__The task__:
From the text on types of psychiatric disorders below, return word for word the part starting at "Types of psychiatric" and ending at "if not treated.".

__Document segment__:
Types of psychiatric disorders
  • Anxiety disorders:
  • Overview: Anxiety is an unpleasant complex combination of emotions often accompanied by physical sensations, such as heart irregular heartbeat (palpitations), nausea, angina (chest pain), shortness of breath, tension headache, and nervousness.
  • Unlike the relatively mild, brief anxiety that can be caused by a stressful event, such as testing, a job interview, or the death of a loved one, anxiety disorders last at least six months and can worsen if not treated.
  • Causes: Anxiety disorders tend to run in families. Studies suggest that an imbalance of the brain's chemical messengers (neurotransmitters), such as serotonin, gamma-amino butyric acid (GABA), epinephrine, and norepinephrine, may contribute to anxiety disorders. An anxiety disorder may also develop in response to a traumatic event, such as a car accident, a marital separation, or abuse. Some prescription and non-prescription medications, such as caffeine, amphetamine, and decongestants, may cause symptoms of anxiety. Many medical conditions, such as diabetes, asthma, epilepsy, migraine headaches, bipolar disorder, and depression, may cause or mimic symptoms of anxiety disorders. Nutritional deficiencies stemming from poor diet and/or digestion may also contribute to anxiety.

(Recorded data)

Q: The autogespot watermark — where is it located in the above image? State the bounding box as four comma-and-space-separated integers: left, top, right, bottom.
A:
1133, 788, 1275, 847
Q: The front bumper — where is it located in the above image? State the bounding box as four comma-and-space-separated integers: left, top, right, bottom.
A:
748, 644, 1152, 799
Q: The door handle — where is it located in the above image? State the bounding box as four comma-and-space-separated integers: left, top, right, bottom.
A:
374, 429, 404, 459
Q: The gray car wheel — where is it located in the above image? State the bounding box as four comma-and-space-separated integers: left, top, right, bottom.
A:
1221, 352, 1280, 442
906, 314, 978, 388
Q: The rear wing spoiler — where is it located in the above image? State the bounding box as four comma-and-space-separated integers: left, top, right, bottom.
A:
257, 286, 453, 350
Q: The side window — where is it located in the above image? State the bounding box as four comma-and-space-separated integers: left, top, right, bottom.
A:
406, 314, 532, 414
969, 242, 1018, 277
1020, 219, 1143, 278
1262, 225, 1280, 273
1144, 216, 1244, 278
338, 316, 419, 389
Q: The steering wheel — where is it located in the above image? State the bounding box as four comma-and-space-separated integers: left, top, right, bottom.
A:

---

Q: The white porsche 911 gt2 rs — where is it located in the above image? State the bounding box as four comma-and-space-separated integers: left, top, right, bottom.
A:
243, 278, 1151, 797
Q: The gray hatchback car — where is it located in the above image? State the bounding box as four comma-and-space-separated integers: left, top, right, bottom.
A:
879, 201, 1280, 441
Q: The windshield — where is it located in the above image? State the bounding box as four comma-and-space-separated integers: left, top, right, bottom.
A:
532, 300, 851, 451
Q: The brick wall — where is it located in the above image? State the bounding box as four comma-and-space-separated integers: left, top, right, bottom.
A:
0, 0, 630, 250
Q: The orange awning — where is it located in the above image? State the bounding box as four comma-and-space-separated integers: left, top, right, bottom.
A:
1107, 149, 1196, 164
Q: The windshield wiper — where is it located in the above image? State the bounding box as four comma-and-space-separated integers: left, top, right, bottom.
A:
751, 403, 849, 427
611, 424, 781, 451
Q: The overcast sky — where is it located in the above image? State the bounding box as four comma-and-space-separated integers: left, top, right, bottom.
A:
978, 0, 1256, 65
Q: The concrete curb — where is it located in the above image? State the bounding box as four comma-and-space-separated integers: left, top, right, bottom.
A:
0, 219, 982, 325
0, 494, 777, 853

--

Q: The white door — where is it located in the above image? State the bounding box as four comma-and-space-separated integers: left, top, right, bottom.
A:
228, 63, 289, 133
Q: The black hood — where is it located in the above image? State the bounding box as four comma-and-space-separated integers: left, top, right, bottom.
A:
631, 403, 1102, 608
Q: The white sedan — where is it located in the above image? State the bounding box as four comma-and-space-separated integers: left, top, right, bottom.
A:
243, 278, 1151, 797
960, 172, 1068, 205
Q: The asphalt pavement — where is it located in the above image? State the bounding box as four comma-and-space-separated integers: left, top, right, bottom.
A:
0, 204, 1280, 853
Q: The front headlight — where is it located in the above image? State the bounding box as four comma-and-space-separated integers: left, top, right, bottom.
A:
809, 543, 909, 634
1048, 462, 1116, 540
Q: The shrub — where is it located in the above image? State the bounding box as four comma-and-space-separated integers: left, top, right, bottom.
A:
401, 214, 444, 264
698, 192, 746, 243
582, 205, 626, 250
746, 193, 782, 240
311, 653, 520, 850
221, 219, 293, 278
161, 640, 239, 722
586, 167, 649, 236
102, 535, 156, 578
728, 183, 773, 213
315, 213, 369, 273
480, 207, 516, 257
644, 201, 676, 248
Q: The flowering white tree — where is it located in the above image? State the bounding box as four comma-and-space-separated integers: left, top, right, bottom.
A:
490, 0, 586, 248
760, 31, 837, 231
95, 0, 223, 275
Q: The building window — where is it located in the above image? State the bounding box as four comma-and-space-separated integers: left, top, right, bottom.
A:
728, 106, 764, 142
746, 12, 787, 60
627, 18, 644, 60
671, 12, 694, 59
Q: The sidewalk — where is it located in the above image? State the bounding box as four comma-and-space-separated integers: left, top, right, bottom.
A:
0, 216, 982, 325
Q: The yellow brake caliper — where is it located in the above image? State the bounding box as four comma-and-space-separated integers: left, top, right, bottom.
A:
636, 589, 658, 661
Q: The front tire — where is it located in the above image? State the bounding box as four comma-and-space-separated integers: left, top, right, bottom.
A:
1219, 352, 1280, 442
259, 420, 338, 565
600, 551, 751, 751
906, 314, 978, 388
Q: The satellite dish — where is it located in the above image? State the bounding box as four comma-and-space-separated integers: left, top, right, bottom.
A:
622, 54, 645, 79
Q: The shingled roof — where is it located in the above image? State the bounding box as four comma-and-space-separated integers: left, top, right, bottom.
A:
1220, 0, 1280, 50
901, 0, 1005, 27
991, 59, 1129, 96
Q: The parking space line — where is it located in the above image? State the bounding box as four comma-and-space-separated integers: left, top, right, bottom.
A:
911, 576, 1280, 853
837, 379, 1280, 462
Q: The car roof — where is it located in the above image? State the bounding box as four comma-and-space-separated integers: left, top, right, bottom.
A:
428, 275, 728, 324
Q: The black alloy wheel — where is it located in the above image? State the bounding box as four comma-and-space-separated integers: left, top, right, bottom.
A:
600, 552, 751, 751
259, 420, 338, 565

__Response to this task__:
Types of psychiatric disorders
  • Anxiety disorders:
  • Overview: Anxiety is an unpleasant complex combination of emotions often accompanied by physical sensations, such as heart irregular heartbeat (palpitations), nausea, angina (chest pain), shortness of breath, tension headache, and nervousness.
  • Unlike the relatively mild, brief anxiety that can be caused by a stressful event, such as testing, a job interview, or the death of a loved one, anxiety disorders last at least six months and can worsen if not treated.